* _Set problem_
Format the following lines as a JSON list of strings, one string per line, and leave out any blank lines.
#### Record extracts ####
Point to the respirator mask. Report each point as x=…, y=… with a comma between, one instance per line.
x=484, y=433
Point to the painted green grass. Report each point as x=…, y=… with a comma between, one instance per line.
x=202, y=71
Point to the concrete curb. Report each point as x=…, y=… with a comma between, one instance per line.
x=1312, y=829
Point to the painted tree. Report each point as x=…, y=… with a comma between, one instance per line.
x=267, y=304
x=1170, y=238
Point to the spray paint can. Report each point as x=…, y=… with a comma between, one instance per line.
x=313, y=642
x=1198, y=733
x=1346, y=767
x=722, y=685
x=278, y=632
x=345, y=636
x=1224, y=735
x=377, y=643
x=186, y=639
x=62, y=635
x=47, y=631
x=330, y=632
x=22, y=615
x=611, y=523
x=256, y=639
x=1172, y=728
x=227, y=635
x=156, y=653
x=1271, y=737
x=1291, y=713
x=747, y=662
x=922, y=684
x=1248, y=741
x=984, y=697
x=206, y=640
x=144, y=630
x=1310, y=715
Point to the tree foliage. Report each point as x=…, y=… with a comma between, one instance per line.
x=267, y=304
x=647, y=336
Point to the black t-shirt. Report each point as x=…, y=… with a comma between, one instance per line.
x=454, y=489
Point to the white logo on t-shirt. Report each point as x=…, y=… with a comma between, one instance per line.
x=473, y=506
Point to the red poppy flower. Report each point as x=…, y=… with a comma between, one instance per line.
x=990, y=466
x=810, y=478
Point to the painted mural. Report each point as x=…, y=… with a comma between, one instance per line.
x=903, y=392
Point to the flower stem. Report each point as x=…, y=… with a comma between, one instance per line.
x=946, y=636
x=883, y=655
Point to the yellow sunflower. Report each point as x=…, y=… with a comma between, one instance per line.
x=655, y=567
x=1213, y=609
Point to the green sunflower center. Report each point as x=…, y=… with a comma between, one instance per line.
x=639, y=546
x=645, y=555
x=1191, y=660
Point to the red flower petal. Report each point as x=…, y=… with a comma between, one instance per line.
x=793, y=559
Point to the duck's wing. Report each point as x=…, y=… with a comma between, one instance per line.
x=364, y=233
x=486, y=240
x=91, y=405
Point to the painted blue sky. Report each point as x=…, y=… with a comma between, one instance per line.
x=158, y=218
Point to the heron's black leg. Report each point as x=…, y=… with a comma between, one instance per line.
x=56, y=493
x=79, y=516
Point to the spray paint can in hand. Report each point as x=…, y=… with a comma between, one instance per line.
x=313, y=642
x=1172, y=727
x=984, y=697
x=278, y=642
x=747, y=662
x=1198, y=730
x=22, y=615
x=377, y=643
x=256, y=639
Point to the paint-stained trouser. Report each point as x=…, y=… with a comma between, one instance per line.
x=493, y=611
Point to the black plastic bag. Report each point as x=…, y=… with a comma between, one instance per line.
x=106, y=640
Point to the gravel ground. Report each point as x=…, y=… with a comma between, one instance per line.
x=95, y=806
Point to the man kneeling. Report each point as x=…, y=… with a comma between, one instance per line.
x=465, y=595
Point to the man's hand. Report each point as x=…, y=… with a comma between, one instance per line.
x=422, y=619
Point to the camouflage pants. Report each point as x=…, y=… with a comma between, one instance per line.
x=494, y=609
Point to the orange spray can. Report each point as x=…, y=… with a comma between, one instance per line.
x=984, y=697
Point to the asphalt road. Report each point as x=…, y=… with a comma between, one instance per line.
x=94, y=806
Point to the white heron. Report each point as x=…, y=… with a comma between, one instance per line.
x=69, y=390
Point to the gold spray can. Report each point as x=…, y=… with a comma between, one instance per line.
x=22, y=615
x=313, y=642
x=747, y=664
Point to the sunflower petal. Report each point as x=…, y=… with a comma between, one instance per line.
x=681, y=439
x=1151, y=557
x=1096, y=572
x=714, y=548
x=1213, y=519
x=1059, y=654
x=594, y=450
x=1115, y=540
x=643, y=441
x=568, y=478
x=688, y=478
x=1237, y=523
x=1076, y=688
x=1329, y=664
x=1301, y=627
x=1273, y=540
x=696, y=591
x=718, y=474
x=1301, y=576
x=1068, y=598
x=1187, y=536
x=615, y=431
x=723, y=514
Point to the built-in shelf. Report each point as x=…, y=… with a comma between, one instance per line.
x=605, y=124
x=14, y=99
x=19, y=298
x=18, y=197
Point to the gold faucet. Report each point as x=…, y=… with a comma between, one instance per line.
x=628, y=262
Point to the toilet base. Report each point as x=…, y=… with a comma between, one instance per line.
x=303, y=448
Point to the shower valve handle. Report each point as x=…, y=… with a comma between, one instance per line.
####
* _Complete output_
[
  "Point to the respirator mask. Report each point as x=…, y=… with a comma between, one instance per line.",
  "x=484, y=433",
  "Point to the painted green grass. Report each point as x=…, y=… with a comma between, one instance per line.",
  "x=202, y=71",
  "Point to the concrete curb. Report each point as x=…, y=… with a comma between, one instance per line.",
  "x=1312, y=829",
  "Point to the painted tree. Report each point as x=…, y=… with a comma between, one instance per line.",
  "x=267, y=304",
  "x=1170, y=238",
  "Point to the spray paint can. Report each point as x=…, y=… with a comma between, one instance per line.",
  "x=313, y=642",
  "x=1198, y=733",
  "x=1346, y=767",
  "x=722, y=685",
  "x=278, y=632",
  "x=345, y=636",
  "x=1224, y=735",
  "x=377, y=643",
  "x=186, y=639",
  "x=62, y=635",
  "x=47, y=631",
  "x=330, y=632",
  "x=22, y=615",
  "x=611, y=523",
  "x=256, y=639",
  "x=1172, y=728",
  "x=227, y=635",
  "x=156, y=653",
  "x=1271, y=737",
  "x=1291, y=713",
  "x=747, y=662",
  "x=922, y=684",
  "x=1248, y=741",
  "x=984, y=697",
  "x=206, y=640",
  "x=144, y=630",
  "x=1310, y=715",
  "Point to the tree foliage. Report each point as x=…, y=… with a comma between, one instance per line.",
  "x=267, y=304",
  "x=647, y=336",
  "Point to the black t-shirt. Report each point as x=…, y=… with a comma between, one instance per line.",
  "x=454, y=489",
  "Point to the white logo on t-shirt. Report each point as x=…, y=… with a comma between, one instance per line.",
  "x=473, y=506",
  "Point to the red poppy flower. Report each point as x=…, y=… with a comma between, one instance per line.",
  "x=990, y=466",
  "x=810, y=478",
  "Point to the painted mural. Report each point as x=…, y=… with a comma between, one instance per line.",
  "x=903, y=392",
  "Point to the flower stem. Report each point as x=…, y=… with a comma between, one instance per line.",
  "x=946, y=636",
  "x=883, y=655",
  "Point to the yellow sunflower. Report each point as x=…, y=… with a comma between, one instance per line.",
  "x=655, y=567",
  "x=1213, y=609",
  "Point to the green sunflower center. Report each point as x=…, y=… with a comma between, one instance per line.",
  "x=639, y=546",
  "x=645, y=555",
  "x=1191, y=660",
  "Point to the red flower petal. Report each point as x=…, y=… with a comma between, one instance per line.",
  "x=793, y=559",
  "Point to the duck's wing. Report each point as x=…, y=… with a comma between, one instance per line.",
  "x=364, y=233",
  "x=486, y=240",
  "x=91, y=405",
  "Point to the painted blue sky. Report each point as x=…, y=… with a comma between, one instance per line.",
  "x=158, y=218",
  "Point to the heron's black leg. Report each point as x=…, y=… with a comma between, one instance per line.",
  "x=56, y=493",
  "x=79, y=516",
  "Point to the spray paint can in hand. Report each point as x=…, y=… with a comma between, one instance per line.",
  "x=313, y=642",
  "x=1172, y=727",
  "x=984, y=697",
  "x=278, y=642",
  "x=747, y=662",
  "x=1198, y=730",
  "x=22, y=615",
  "x=377, y=643",
  "x=256, y=639",
  "Point to the paint-stained trouser. Report each point as x=…, y=… with a comma between, one instance per line.",
  "x=493, y=611",
  "Point to the black plastic bag. Report each point as x=…, y=… with a comma between, one instance per line.",
  "x=106, y=640",
  "Point to the gravel ground. Report each point as x=…, y=… with a comma between, one instance per line.",
  "x=95, y=806",
  "Point to the man kneeling. Report each point as x=…, y=… with a comma between, one instance per line.",
  "x=465, y=595",
  "Point to the man's hand. Report each point as x=…, y=… with a comma between, one instance per line.",
  "x=422, y=619",
  "Point to the camouflage pants. Report each point as x=…, y=… with a comma between, one instance per line.",
  "x=494, y=609",
  "Point to the orange spray can. Report each point as x=…, y=… with a comma between, one instance per line.",
  "x=984, y=697",
  "Point to the asphalt road. Report each point as x=…, y=… with a comma between, one instance per line.",
  "x=94, y=806",
  "Point to the white heron. Report each point as x=…, y=… with a comma between, one instance per line.",
  "x=69, y=390",
  "Point to the gold spray can. Report each point as x=…, y=… with a comma between, one instance per line.",
  "x=22, y=615",
  "x=313, y=642",
  "x=747, y=664",
  "Point to the sunflower petal. Report each point as x=…, y=… with a comma between, one instance per line.",
  "x=681, y=439",
  "x=1151, y=557",
  "x=1096, y=572",
  "x=714, y=548",
  "x=1213, y=519",
  "x=1059, y=654",
  "x=594, y=450",
  "x=1115, y=540",
  "x=643, y=441",
  "x=568, y=478",
  "x=688, y=478",
  "x=1237, y=523",
  "x=1076, y=688",
  "x=1329, y=664",
  "x=1301, y=627",
  "x=1273, y=540",
  "x=696, y=591",
  "x=718, y=474",
  "x=1301, y=576",
  "x=1068, y=598",
  "x=1187, y=536",
  "x=615, y=431",
  "x=723, y=514",
  "Point to the built-in shelf. Report each point as x=…, y=… with a comma between, one instance per line.",
  "x=605, y=124",
  "x=14, y=99",
  "x=19, y=298",
  "x=18, y=197",
  "Point to the gold faucet. Report each point as x=…, y=… with a comma between, one instance per line.",
  "x=628, y=262",
  "Point to the toilet base. Report each point as x=…, y=… with a comma between, one instance per line.",
  "x=303, y=448",
  "Point to the shower valve handle. Report each point as x=…, y=… with a comma between, one instance per line."
]